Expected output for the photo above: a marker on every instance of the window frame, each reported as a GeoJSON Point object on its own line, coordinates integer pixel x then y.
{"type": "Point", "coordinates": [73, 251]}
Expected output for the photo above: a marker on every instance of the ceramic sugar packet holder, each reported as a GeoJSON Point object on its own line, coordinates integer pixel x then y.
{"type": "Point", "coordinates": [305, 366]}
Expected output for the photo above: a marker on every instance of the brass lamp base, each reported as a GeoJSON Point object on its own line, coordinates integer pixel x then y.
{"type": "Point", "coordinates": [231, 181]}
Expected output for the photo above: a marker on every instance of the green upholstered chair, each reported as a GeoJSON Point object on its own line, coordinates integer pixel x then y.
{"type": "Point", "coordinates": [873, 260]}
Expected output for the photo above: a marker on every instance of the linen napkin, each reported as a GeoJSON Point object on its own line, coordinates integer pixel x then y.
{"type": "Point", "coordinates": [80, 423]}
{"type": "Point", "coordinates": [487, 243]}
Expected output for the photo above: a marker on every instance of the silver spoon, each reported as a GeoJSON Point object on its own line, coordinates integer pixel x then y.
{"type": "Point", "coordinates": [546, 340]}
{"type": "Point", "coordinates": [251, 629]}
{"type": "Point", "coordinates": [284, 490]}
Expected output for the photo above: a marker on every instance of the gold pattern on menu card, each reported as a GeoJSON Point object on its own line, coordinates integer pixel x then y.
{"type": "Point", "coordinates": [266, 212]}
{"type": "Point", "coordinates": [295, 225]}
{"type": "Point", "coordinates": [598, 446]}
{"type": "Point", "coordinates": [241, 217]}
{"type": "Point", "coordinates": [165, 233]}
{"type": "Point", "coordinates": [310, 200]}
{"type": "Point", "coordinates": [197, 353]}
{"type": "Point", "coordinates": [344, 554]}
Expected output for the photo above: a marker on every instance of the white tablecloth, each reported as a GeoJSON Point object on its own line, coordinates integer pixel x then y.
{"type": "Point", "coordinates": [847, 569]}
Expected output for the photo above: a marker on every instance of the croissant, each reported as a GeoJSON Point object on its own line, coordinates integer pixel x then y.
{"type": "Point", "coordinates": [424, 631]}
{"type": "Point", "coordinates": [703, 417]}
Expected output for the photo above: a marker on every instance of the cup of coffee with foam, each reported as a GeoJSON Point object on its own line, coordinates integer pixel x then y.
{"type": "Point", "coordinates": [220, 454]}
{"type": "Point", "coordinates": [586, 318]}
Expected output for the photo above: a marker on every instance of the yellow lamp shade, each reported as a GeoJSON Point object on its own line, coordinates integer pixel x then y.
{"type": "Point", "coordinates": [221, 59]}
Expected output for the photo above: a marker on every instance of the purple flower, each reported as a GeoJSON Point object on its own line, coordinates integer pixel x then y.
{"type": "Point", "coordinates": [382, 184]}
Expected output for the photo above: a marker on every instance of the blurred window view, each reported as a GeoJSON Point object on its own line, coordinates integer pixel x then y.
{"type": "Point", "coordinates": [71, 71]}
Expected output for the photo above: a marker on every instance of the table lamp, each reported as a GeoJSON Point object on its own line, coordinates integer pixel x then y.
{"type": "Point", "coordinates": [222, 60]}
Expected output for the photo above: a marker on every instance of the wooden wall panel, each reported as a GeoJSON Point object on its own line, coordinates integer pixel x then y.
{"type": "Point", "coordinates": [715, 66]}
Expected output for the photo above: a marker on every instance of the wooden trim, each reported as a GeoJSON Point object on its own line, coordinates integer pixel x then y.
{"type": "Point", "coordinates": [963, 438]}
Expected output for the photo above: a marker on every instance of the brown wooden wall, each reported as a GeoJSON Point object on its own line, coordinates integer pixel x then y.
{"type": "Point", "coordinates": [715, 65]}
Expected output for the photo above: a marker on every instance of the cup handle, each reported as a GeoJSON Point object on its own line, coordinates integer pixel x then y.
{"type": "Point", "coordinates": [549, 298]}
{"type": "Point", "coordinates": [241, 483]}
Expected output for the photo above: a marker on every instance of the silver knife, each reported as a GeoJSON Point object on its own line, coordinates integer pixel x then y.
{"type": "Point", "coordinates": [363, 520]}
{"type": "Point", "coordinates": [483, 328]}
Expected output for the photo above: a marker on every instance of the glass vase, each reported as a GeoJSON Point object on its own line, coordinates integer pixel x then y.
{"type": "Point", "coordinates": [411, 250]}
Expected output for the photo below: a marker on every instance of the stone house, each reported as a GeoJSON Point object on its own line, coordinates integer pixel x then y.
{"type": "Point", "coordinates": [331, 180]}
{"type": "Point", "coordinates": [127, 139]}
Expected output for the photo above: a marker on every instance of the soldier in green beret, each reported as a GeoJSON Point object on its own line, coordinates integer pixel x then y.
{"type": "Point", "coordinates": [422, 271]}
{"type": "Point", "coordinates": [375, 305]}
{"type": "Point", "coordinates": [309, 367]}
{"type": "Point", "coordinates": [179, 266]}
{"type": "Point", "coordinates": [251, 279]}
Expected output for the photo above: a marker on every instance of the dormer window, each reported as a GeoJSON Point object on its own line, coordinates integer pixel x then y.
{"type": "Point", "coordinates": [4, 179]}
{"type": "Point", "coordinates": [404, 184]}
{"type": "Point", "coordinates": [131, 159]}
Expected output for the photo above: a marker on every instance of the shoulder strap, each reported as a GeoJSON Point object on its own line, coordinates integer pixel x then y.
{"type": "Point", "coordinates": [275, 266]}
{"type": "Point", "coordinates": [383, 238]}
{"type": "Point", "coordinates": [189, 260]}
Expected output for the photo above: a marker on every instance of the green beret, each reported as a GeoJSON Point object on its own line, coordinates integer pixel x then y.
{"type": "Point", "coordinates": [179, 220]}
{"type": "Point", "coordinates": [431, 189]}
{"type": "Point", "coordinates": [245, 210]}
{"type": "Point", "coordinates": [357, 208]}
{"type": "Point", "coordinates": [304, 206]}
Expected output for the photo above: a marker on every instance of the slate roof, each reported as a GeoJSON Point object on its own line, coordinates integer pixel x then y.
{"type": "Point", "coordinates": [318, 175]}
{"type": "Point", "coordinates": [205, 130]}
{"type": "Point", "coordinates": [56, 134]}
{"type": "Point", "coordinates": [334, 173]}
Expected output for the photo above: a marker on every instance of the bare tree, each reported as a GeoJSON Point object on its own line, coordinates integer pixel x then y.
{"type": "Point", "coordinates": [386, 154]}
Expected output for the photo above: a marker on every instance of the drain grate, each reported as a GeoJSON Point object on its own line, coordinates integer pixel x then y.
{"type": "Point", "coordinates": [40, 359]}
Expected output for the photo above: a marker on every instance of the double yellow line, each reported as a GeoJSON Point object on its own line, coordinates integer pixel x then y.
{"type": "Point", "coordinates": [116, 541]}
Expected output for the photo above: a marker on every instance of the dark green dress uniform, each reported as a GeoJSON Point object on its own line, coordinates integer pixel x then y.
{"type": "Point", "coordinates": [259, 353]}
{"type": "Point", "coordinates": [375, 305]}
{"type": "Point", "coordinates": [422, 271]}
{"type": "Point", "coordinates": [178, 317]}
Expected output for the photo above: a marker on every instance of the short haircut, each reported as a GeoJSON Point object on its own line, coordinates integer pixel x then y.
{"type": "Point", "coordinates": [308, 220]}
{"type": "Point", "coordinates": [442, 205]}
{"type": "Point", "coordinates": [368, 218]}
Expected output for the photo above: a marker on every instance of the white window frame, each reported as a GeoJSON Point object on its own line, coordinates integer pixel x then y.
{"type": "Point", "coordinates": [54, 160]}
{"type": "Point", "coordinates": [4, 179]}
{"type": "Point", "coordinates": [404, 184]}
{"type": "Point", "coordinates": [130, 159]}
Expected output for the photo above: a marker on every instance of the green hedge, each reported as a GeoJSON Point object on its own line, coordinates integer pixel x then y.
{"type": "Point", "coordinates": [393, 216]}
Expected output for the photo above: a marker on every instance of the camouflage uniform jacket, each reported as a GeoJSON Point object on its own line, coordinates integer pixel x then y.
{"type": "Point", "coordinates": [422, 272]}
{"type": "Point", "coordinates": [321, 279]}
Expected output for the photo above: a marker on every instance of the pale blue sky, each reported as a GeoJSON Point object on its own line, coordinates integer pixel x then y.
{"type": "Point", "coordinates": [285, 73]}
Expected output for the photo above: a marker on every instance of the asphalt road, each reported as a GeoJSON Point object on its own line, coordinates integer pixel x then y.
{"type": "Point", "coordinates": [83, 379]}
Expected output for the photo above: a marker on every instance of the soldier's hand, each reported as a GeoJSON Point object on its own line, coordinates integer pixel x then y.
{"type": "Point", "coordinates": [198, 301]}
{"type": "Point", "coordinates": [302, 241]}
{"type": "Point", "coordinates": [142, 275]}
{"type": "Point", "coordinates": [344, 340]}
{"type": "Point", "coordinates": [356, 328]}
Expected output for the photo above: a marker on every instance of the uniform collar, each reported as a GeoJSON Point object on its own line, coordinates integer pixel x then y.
=-=-=
EXERCISE AIM: I need exact copies of the lines from the one holding "of the asphalt" through the end of the records above, and nothing beyond them.

RESULT OF THE TASK:
Expected output for the photo above: a marker on every instance of the asphalt road, each reported as a GeoJSON Point object on its own line, coordinates integer pixel x then y.
{"type": "Point", "coordinates": [83, 379]}
Expected output for the photo above: a marker on every instance of the soldier's hand, each reported as a GeoJSON Point object on its own line, coordinates integer pixel x then y.
{"type": "Point", "coordinates": [198, 301]}
{"type": "Point", "coordinates": [302, 241]}
{"type": "Point", "coordinates": [142, 275]}
{"type": "Point", "coordinates": [344, 340]}
{"type": "Point", "coordinates": [356, 328]}
Expected output for the photo above: a marker on every instance of the uniform collar, each reported as a GeoJSON Point object on its own line, coordinates integer pixel x then y.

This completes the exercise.